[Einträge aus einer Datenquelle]
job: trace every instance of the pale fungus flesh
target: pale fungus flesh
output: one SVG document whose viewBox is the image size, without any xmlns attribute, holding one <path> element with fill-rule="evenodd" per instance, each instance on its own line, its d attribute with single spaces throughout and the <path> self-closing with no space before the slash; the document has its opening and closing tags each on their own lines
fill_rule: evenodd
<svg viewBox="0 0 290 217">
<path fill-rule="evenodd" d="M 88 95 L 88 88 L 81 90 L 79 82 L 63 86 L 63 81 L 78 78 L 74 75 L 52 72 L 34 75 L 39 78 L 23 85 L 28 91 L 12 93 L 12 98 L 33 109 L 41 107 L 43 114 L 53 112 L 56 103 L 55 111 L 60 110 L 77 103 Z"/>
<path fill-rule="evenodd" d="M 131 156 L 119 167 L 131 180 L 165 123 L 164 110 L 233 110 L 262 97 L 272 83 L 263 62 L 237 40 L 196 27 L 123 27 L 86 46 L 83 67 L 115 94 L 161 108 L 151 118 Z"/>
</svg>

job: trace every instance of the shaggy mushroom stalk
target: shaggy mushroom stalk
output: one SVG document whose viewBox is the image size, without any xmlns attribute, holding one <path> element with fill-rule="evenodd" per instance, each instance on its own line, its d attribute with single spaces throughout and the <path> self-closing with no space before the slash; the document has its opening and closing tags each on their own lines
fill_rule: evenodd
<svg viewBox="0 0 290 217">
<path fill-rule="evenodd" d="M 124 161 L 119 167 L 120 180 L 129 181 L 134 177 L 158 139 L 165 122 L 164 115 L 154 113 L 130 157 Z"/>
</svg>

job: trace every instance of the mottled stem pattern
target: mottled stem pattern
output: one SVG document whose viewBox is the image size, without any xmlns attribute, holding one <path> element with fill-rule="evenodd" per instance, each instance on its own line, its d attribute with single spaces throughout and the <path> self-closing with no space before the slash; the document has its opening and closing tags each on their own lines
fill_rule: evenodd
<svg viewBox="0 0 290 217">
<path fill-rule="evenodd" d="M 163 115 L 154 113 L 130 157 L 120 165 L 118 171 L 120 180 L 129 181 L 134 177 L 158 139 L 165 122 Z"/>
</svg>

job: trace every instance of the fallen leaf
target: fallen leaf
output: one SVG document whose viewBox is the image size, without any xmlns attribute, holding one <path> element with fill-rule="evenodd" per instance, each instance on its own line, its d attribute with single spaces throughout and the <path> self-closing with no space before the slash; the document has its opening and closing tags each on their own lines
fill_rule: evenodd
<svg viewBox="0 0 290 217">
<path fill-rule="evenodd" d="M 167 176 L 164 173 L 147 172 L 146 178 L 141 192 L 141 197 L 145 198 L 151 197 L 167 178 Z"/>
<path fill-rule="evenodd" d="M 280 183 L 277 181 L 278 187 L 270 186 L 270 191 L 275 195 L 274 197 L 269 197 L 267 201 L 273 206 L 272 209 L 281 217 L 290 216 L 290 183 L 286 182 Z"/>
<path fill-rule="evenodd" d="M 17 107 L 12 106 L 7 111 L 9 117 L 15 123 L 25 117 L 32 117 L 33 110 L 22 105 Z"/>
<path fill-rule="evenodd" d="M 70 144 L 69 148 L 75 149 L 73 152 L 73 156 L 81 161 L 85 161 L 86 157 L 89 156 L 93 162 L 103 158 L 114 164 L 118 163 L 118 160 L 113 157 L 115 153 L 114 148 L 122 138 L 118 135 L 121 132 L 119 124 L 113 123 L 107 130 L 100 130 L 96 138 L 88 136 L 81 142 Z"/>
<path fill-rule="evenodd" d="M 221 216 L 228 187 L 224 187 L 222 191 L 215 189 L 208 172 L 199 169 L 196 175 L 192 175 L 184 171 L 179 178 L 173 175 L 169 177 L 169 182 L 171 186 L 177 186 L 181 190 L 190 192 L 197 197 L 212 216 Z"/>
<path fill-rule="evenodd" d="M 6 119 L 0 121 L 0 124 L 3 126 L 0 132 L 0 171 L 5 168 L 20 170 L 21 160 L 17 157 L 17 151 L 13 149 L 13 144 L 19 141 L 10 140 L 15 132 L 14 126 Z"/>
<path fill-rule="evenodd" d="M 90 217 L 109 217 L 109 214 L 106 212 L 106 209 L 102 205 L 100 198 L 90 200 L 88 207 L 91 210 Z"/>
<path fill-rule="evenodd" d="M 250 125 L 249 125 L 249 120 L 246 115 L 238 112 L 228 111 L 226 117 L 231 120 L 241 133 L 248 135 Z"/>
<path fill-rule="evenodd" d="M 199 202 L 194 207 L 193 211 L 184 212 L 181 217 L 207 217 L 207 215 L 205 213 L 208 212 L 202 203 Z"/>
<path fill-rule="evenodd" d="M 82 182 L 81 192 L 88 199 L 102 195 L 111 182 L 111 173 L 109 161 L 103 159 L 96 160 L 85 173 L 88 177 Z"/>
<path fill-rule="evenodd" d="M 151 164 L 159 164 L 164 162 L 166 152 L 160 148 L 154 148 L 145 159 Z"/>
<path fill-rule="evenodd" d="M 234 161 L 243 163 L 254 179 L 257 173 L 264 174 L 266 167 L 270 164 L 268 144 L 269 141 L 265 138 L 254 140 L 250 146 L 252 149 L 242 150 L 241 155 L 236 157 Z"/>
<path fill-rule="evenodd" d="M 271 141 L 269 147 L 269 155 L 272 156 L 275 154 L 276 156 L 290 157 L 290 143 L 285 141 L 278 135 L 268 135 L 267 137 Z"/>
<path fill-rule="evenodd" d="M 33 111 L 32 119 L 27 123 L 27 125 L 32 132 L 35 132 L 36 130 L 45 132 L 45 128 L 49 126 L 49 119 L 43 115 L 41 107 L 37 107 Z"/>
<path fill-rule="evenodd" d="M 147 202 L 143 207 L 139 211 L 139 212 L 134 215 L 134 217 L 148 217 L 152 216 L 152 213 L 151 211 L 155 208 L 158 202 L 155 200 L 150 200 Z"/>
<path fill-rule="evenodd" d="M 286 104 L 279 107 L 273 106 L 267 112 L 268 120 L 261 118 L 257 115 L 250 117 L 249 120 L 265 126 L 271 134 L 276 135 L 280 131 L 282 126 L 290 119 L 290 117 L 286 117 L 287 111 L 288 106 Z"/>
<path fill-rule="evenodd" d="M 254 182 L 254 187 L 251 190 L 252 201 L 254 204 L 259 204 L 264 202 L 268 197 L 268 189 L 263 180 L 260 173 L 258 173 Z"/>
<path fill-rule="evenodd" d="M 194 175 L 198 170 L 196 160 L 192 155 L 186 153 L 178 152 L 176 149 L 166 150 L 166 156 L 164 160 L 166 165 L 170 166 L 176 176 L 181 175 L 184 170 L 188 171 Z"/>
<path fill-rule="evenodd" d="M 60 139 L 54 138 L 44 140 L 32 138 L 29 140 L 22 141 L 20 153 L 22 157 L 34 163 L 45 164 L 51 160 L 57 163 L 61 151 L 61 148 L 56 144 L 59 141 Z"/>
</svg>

| AUFGABENSTELLUNG |
Gib sämtliche Zeilen oben Wort für Wort wieder, ohne etwas auszulassen oder zu verändern.

| ANTWORT |
job: trace every instance of the pale fungus flesh
target: pale fungus flesh
output: one SVG document whose viewBox is the image size, without any xmlns attribute, holding one <path> element with fill-rule="evenodd" per instance, each instance on its own line, its d attribute with single spaces throughout and the <path> self-closing with no space before the slash; the document has its opening and closing tags each on their own lines
fill_rule: evenodd
<svg viewBox="0 0 290 217">
<path fill-rule="evenodd" d="M 88 95 L 88 88 L 81 90 L 79 82 L 63 86 L 63 81 L 78 78 L 74 75 L 52 72 L 34 75 L 39 78 L 23 85 L 28 91 L 12 93 L 12 98 L 33 109 L 41 107 L 43 114 L 53 112 L 56 103 L 55 111 L 60 110 L 77 103 Z"/>
<path fill-rule="evenodd" d="M 131 156 L 119 167 L 131 180 L 165 123 L 164 110 L 233 110 L 262 97 L 272 83 L 263 62 L 237 40 L 196 27 L 123 27 L 86 46 L 83 67 L 115 94 L 161 108 L 151 118 Z"/>
</svg>

job: trace every instance of the shaggy mushroom stalk
target: shaggy mushroom stalk
output: one SVG document whose viewBox is the image size, without any xmlns attribute, holding one <path> element with fill-rule="evenodd" per instance, each instance on its own line, its d attribute with single spaces throughout and the <path> self-closing with no space before the slash; the document has its opening and closing tags each on their own lines
fill_rule: evenodd
<svg viewBox="0 0 290 217">
<path fill-rule="evenodd" d="M 124 161 L 119 167 L 120 180 L 129 181 L 134 177 L 158 139 L 165 122 L 164 115 L 154 113 L 130 157 Z"/>
</svg>

job: trace every instance of the mottled stem pattern
target: mottled stem pattern
output: one SVG document whose viewBox is the image size, without any xmlns attribute, holding one <path> element with fill-rule="evenodd" per instance, each instance on its own line, its d attribute with single spaces throughout and the <path> self-closing with no space before the slash; the document has its opening and closing tags each on their own lines
fill_rule: evenodd
<svg viewBox="0 0 290 217">
<path fill-rule="evenodd" d="M 163 115 L 154 113 L 130 157 L 120 165 L 118 171 L 120 180 L 129 181 L 134 177 L 158 139 L 165 122 Z"/>
</svg>

job: trace every instance of the fallen leaf
target: fallen leaf
output: one SVG document whose viewBox is the image size, without any xmlns attribute, holding one <path> element with fill-rule="evenodd" per instance, each instance on its own line, its d attribute with single spaces throughout and the <path> self-closing with no space before the slash; the document has its opening and closing tags each on their own lines
fill_rule: evenodd
<svg viewBox="0 0 290 217">
<path fill-rule="evenodd" d="M 167 176 L 164 173 L 147 172 L 146 178 L 141 192 L 141 197 L 145 198 L 151 197 L 167 178 Z"/>
<path fill-rule="evenodd" d="M 280 183 L 277 181 L 278 187 L 270 186 L 270 191 L 275 195 L 274 197 L 269 197 L 267 201 L 273 206 L 272 209 L 281 217 L 290 216 L 290 183 L 286 182 Z"/>
<path fill-rule="evenodd" d="M 17 107 L 12 106 L 7 111 L 9 117 L 15 123 L 25 117 L 32 117 L 33 110 L 22 105 Z"/>
<path fill-rule="evenodd" d="M 70 144 L 69 148 L 75 149 L 73 152 L 73 156 L 81 161 L 85 161 L 86 157 L 89 156 L 93 162 L 103 158 L 114 164 L 118 163 L 118 160 L 113 157 L 115 153 L 114 148 L 122 138 L 118 135 L 121 132 L 119 124 L 113 123 L 107 130 L 100 130 L 96 138 L 88 136 L 81 142 Z"/>
<path fill-rule="evenodd" d="M 221 216 L 228 187 L 224 187 L 222 191 L 215 189 L 208 172 L 199 169 L 196 175 L 192 175 L 184 171 L 179 178 L 173 175 L 169 177 L 169 182 L 171 186 L 177 186 L 181 190 L 190 192 L 197 197 L 212 216 Z"/>
<path fill-rule="evenodd" d="M 6 119 L 0 121 L 0 124 L 3 126 L 0 132 L 0 171 L 5 168 L 20 170 L 21 160 L 17 157 L 17 151 L 13 149 L 13 144 L 19 141 L 10 140 L 15 132 L 14 126 Z"/>
<path fill-rule="evenodd" d="M 90 217 L 109 217 L 109 214 L 106 212 L 106 209 L 102 205 L 100 198 L 90 200 L 88 207 L 91 210 Z"/>
<path fill-rule="evenodd" d="M 250 125 L 249 125 L 249 120 L 246 115 L 238 112 L 228 111 L 226 117 L 231 120 L 241 133 L 248 135 Z"/>
<path fill-rule="evenodd" d="M 199 202 L 194 207 L 193 211 L 184 212 L 181 217 L 207 217 L 207 215 L 205 213 L 208 212 L 202 203 Z"/>
<path fill-rule="evenodd" d="M 82 182 L 81 192 L 88 199 L 102 195 L 111 182 L 111 173 L 109 161 L 103 159 L 96 160 L 85 173 L 88 177 Z"/>
<path fill-rule="evenodd" d="M 151 164 L 159 164 L 164 162 L 166 152 L 160 148 L 154 148 L 145 159 Z"/>
<path fill-rule="evenodd" d="M 234 161 L 243 163 L 254 179 L 257 173 L 264 174 L 266 167 L 270 164 L 268 144 L 269 141 L 265 138 L 254 140 L 250 146 L 252 149 L 242 150 L 241 155 L 236 157 Z"/>
<path fill-rule="evenodd" d="M 271 141 L 269 147 L 269 155 L 272 156 L 275 154 L 276 156 L 290 157 L 290 143 L 285 141 L 278 135 L 268 135 L 267 137 Z"/>
<path fill-rule="evenodd" d="M 33 111 L 32 119 L 27 123 L 27 125 L 32 132 L 35 132 L 36 130 L 45 132 L 45 128 L 49 126 L 49 119 L 43 115 L 41 107 L 37 107 Z"/>
<path fill-rule="evenodd" d="M 147 202 L 143 207 L 139 211 L 139 212 L 134 215 L 134 217 L 148 217 L 152 216 L 152 213 L 151 211 L 155 208 L 158 202 L 155 200 L 150 200 Z"/>
<path fill-rule="evenodd" d="M 286 104 L 279 107 L 273 106 L 267 112 L 268 120 L 261 118 L 257 115 L 250 117 L 249 120 L 265 126 L 271 134 L 276 135 L 280 131 L 282 126 L 290 119 L 290 117 L 286 117 L 287 111 L 288 106 Z"/>
<path fill-rule="evenodd" d="M 254 182 L 254 187 L 251 190 L 252 201 L 254 204 L 259 204 L 264 202 L 268 197 L 268 189 L 263 180 L 260 173 L 258 173 Z"/>
<path fill-rule="evenodd" d="M 194 175 L 198 170 L 196 160 L 192 155 L 186 153 L 178 152 L 176 149 L 166 150 L 166 156 L 164 160 L 166 165 L 170 166 L 176 176 L 181 175 L 184 170 L 188 171 Z"/>
<path fill-rule="evenodd" d="M 60 139 L 54 138 L 44 140 L 32 138 L 29 140 L 22 141 L 20 153 L 22 157 L 34 163 L 45 164 L 51 160 L 57 163 L 61 151 L 61 148 L 56 144 L 59 141 Z"/>
</svg>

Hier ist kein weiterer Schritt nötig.